Written exercise: Copy the material below line for line, with no changes, and leave out the pictures.

Data:
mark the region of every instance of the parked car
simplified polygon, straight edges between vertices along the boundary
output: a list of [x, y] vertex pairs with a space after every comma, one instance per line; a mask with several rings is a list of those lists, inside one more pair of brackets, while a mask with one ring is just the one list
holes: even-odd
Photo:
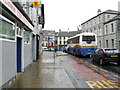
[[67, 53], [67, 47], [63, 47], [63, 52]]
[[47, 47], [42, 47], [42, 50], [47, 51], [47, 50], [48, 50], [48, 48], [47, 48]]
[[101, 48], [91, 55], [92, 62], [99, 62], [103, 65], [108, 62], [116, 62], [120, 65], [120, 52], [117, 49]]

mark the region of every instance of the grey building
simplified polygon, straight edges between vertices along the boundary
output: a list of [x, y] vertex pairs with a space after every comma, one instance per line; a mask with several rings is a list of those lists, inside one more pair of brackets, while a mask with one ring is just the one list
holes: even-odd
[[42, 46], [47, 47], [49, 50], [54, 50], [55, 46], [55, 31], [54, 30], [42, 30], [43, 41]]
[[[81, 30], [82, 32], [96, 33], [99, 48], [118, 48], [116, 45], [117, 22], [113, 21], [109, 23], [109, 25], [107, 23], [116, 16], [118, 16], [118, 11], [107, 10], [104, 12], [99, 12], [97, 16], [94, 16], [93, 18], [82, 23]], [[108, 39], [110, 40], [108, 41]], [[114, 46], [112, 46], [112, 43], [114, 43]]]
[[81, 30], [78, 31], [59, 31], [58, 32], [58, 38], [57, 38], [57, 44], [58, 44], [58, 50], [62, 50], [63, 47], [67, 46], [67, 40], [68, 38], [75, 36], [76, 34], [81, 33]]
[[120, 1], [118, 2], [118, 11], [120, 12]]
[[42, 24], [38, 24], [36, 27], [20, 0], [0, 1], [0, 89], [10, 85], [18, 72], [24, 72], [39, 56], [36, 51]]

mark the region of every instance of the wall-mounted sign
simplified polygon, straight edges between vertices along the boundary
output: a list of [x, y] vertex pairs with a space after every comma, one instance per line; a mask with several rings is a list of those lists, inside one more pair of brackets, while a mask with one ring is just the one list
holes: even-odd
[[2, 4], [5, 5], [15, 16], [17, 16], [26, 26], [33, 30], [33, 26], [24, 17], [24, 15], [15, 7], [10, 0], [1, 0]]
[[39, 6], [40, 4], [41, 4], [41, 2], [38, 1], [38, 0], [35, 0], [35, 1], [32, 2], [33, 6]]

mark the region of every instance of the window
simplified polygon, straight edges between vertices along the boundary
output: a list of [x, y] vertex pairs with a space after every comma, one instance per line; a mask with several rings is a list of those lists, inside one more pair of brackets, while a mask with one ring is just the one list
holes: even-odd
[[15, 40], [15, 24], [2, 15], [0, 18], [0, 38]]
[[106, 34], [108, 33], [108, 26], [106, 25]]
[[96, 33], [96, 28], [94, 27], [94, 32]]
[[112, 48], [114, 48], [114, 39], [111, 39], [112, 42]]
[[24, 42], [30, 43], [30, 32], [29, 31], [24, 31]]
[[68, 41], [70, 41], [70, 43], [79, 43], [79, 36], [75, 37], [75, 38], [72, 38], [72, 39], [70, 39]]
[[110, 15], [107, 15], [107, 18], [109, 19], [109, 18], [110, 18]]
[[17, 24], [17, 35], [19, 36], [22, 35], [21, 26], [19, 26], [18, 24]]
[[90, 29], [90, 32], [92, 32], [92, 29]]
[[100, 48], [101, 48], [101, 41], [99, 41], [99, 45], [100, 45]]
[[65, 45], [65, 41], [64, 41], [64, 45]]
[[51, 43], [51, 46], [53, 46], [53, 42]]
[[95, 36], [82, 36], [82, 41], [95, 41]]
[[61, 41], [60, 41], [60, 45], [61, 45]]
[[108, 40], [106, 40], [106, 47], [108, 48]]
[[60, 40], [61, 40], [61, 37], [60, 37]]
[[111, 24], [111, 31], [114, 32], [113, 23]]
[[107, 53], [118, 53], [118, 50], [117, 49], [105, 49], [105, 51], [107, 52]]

Full solution:
mark the region of every instance of the parked car
simplified polygon, straight edges between vertices along the boundary
output: a list of [x, y] vertex pairs with a space after every comma, one instance per line; a mask with several rings is a list of those lists, inside one more pair of brackets, while a mask with one ring is just the one list
holes: even-odd
Photo:
[[67, 53], [67, 47], [63, 47], [63, 52]]
[[47, 47], [42, 47], [42, 50], [47, 51], [47, 50], [48, 50], [48, 48], [47, 48]]
[[101, 48], [91, 55], [92, 62], [99, 62], [103, 65], [108, 62], [116, 62], [120, 65], [120, 52], [117, 49]]

mark the region of every instance of the grey building
simplified polygon, straight edges between vertices along the boundary
output: a list of [x, y] vertex pairs with a space after every comma, one instance per line; a mask with several rings is a list of those lists, inside one more pair of brackets, while a mask with one ring is just the one list
holes: even-odd
[[42, 46], [47, 47], [49, 50], [54, 50], [55, 46], [55, 31], [54, 30], [42, 30], [43, 41]]
[[[81, 30], [82, 32], [96, 33], [99, 48], [118, 48], [116, 45], [117, 22], [113, 21], [109, 23], [109, 25], [107, 23], [116, 16], [118, 16], [118, 11], [107, 10], [104, 12], [99, 12], [97, 16], [94, 16], [93, 18], [82, 23]], [[108, 39], [110, 40], [108, 41]], [[114, 46], [112, 46], [112, 43], [114, 43]]]
[[81, 30], [78, 31], [59, 31], [58, 32], [58, 38], [57, 38], [57, 44], [58, 44], [58, 50], [62, 50], [63, 47], [67, 46], [67, 40], [68, 38], [75, 36], [76, 34], [81, 33]]
[[120, 1], [118, 2], [118, 11], [120, 12]]
[[42, 24], [38, 24], [36, 27], [20, 0], [0, 1], [0, 89], [10, 85], [18, 72], [24, 72], [39, 56], [36, 51]]

mark the region of every instance of the wall-mounted sign
simplified polygon, straight edges between vertices along the boundary
output: a list of [x, y] vertex pairs with a space after every comma, one instance per line; a mask with several rings is a list of those lists, inside one more pair of brackets, while a mask with one ring is just the one list
holes: even-odd
[[2, 4], [5, 5], [15, 16], [17, 16], [26, 26], [33, 30], [33, 26], [24, 17], [24, 15], [15, 7], [10, 0], [1, 0]]
[[39, 6], [40, 4], [41, 4], [41, 2], [38, 1], [38, 0], [35, 0], [35, 1], [32, 2], [33, 6]]

mark the region of every instance of the window
simplified polygon, straight edges between vertices along the boundary
output: a list of [x, y] vertex pairs with a space after every comma, one instance per line; a mask with several rings is a list of those lists, inside one more pair of brackets, while a mask with one ring is just the one list
holes: even-odd
[[15, 40], [15, 24], [2, 15], [0, 18], [0, 38]]
[[106, 34], [108, 33], [108, 26], [106, 25]]
[[96, 33], [96, 28], [94, 27], [94, 32]]
[[112, 48], [114, 48], [114, 39], [111, 39], [112, 42]]
[[24, 42], [30, 43], [30, 32], [29, 31], [24, 31]]
[[68, 41], [70, 41], [70, 43], [79, 43], [79, 36], [75, 37], [75, 38], [72, 38], [72, 39], [70, 39]]
[[110, 15], [107, 15], [107, 18], [109, 19], [109, 18], [110, 18]]
[[17, 24], [17, 35], [19, 36], [22, 35], [21, 26], [19, 26], [18, 24]]
[[90, 29], [90, 32], [92, 32], [92, 29]]
[[100, 48], [101, 48], [101, 41], [99, 41], [99, 45], [100, 45]]
[[65, 45], [65, 41], [64, 41], [64, 45]]
[[51, 43], [51, 46], [53, 46], [53, 42]]
[[95, 36], [82, 36], [82, 41], [95, 41]]
[[61, 41], [60, 41], [60, 45], [61, 45]]
[[108, 40], [106, 40], [106, 47], [108, 48]]
[[60, 40], [61, 40], [61, 37], [60, 37]]
[[111, 24], [111, 31], [114, 32], [113, 23]]
[[107, 53], [118, 53], [118, 50], [117, 49], [105, 49], [105, 51], [107, 52]]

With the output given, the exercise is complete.